Selection

== == ==

Then, another rush as firefighters lifted the bear and placed her in a trailer. Kids squeezed in as close as they could to peer through tiny portholes.
Amid the surge, I saw a few people turn back, evidently fearful they could be trampled. Eventually firefighters were able to clear enough people away from the trailer that the truck towing it was able to leave the scene.
Who says people don’t care about nature?
Who says we’d rather stick our noses into electronic devices?
Who says we’re apathetic about anything outside of our own skin?
The “Nature Deficit Disorder” theory holds that less exposure to the outdoors can lead to serious behavioral problems for children, while also disconnecting them from the natural world and leaving them with less interest and less respect for wild things.
But after Wednesday night’s excitement, I have to wonder if interest in nature is inherent in all of us, even if we don’t often notice it.

== == ==

Source material
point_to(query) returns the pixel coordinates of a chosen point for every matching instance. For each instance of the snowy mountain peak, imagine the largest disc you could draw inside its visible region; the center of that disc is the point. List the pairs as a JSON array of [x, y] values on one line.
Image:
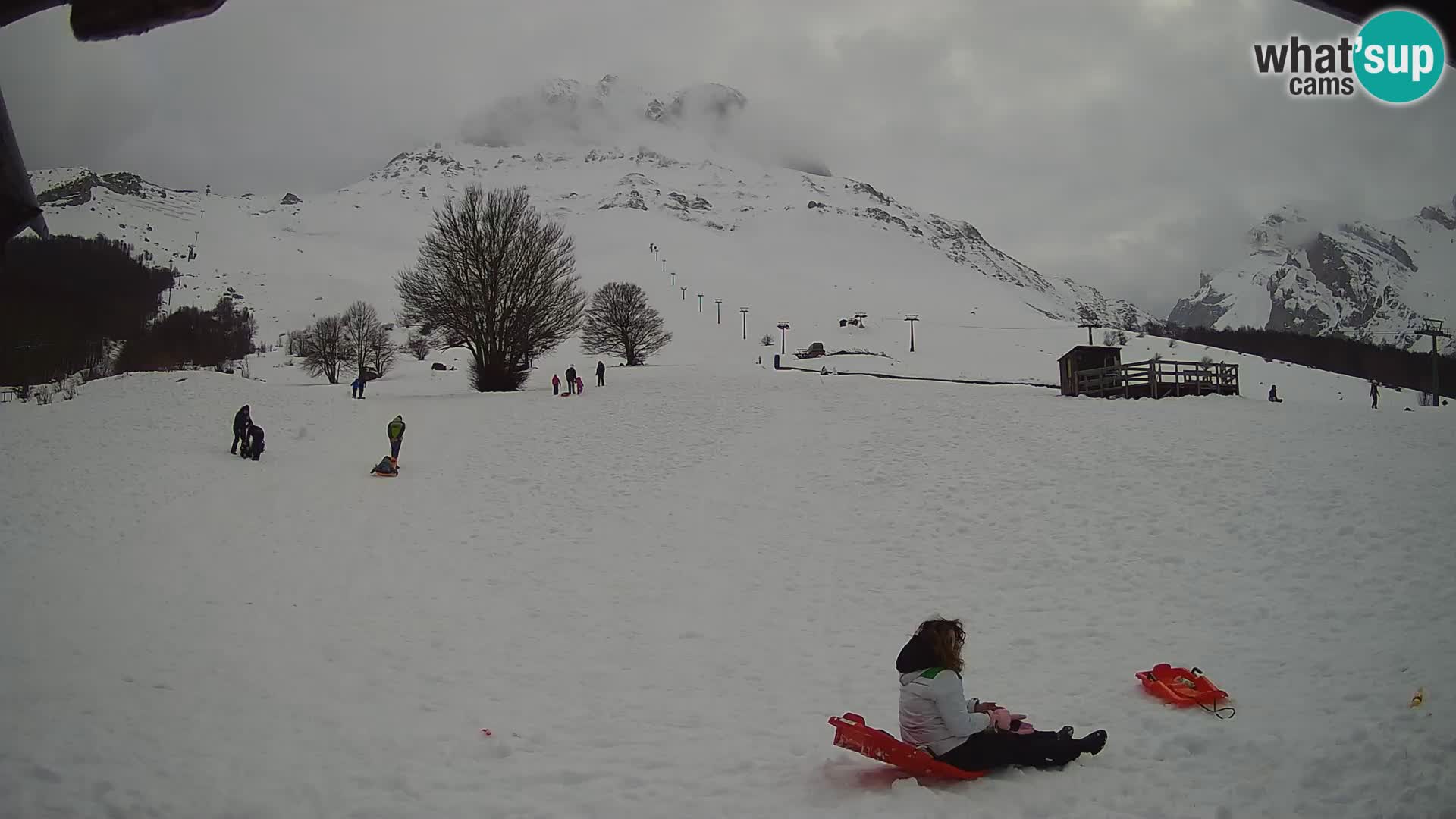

== == ==

Tasks to carry out
1) Answer each question about the bear passage.
(a) Where did firefighters put the bear after lifting her?
(b) What did the kids look through to see her?
(c) According to the "Nature Deficit Disorder" theory, what can less exposure to the outdoors lead to for children?
2) Write the next few sentences of the bear passage, picking up right after its final sentence.
The data is separate material and has nothing to do with the passage about the bear.

In response
1)
(a) In a trailer.
(b) Tiny portholes.
(c) Serious behavioral problems.

2)
Granted, a bear is a particularly charismatic critter. And the cynic might say the crowd was driven more by the news cameras than the furry guest of honor.
I’d prefer to think that Tracy residents experienced a reawakening of what, for some, might have been a long-dormant connection to nature. Maybe their enthusiasm was a reflection of the fact that it had been so long since that connection had been felt.
The trick, of course, is getting people to care about less astonishing natural events. Earthworms in the garden, blackbirds on the back fence, hummingbirds hovering on a Sunday afternoon, etc.
But if what I saw last night is any indication, we still love the world around us.
Thanks, #TracyBear, for reminding us.